■ TEXT PASSAGE:
Blumhouse’s sequel, The Craft: Legacy, was poised to be an answer to that error, a chance to show what young women can truly accomplish when they trust in each other. Sadly, the film is being dragged in far too many directions to answer for a decades-long slight.

The film centers on Lily (Cailee Spaeny), who moves with her mother Helen (Michelle Monaghan) to live with mom’s new boyfriend Adam Harrison (David Duchovny) and his three teenaged sons. Adam is a motivational speaker, the sort who is helping men discover The Hallowed Masculine (the name of one of his books), and raising his sons very strictly in their half-a-Brady-Bunch household. On her first day at a new school, Lily is openly mocked for getting her period in class, and on rushing to the bathroom, she makes three new friends: Frankie (Gideon Adlon), Tabby (Lovie Simone), and Lourdes (Zoey Luna). They are witches who form three parts of a coven, and on noting Lily’s innate abilities, they invite her to be their fourth member. It’s time to sit in a circle and call on the powers of the elements to activate their true potential as a group.

So far, so familiar. The girls have a montage of incantations and magic, bonding and laughing and having a grand old time together. They also cast a spell on one of the school’s worst bullies, Timmy Andrews (Nicholas Galitzine), in order to help him be a better person. This results in a profound personality shift that the girls refer to as “Woke Timmy”, morphing him into a boy who enjoys spending time with them as friends, who tells other boys to stop when they’re being inappropriate during sex ed class, who goes to parties as the sober driver and helps in the kitchen and puts Princess Nokia on his playlists. And while Galitzine’s performance also shifts into something profound and heartbreaking as the film goes on, it still begs a question: Why is a film that is meant to center on female bonds and empowerment, on witches and covens and magic, focusing so much on the stories of men?

■ SET EXERCISE:
In the film review above, what's the title of one of Adam's books?

[Extracted data entries]

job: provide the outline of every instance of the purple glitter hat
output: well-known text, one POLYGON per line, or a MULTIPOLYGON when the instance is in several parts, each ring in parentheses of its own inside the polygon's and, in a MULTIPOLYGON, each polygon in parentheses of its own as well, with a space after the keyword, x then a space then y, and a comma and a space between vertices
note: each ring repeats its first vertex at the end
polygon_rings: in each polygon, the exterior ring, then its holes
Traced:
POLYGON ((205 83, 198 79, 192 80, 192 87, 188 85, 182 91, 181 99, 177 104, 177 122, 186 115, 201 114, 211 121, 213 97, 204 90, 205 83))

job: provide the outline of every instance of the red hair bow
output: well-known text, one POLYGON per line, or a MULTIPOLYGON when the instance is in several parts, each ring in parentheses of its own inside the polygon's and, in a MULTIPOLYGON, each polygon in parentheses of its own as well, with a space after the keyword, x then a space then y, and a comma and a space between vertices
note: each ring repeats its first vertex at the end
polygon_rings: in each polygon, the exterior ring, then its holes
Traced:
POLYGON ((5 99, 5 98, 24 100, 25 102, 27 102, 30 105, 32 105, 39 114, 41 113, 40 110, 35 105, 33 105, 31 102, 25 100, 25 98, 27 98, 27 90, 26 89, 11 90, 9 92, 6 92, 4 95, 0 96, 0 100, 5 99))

...

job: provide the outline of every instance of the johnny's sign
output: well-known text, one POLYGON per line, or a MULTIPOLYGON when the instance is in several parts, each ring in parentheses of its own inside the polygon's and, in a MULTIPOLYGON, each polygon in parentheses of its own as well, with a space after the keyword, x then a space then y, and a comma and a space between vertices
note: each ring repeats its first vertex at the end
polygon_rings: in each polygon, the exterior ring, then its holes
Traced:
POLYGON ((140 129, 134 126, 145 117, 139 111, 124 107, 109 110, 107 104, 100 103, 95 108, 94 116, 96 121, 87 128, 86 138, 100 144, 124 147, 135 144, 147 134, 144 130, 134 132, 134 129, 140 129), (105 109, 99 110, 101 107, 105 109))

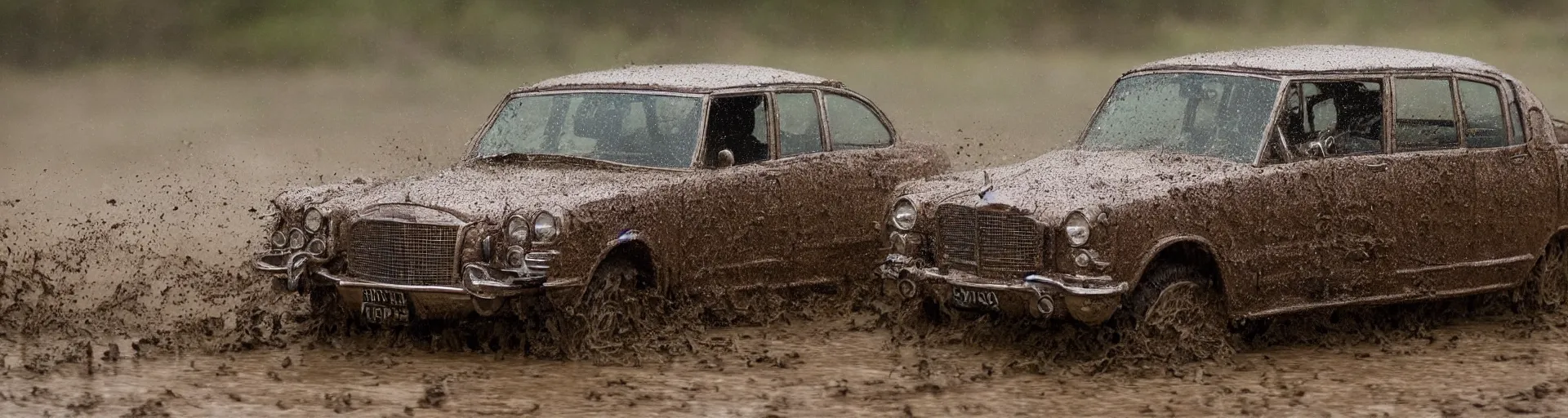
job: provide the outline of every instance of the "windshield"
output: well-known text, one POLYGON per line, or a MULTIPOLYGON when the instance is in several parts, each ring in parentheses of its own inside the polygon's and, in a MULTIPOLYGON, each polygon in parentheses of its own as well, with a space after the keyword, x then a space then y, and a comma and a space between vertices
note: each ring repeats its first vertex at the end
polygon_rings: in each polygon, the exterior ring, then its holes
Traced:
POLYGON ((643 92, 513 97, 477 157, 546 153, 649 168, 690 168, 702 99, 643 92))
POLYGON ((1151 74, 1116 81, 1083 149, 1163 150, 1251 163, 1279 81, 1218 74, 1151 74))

■ EXERCISE ANSWER:
The Hallowed Masculine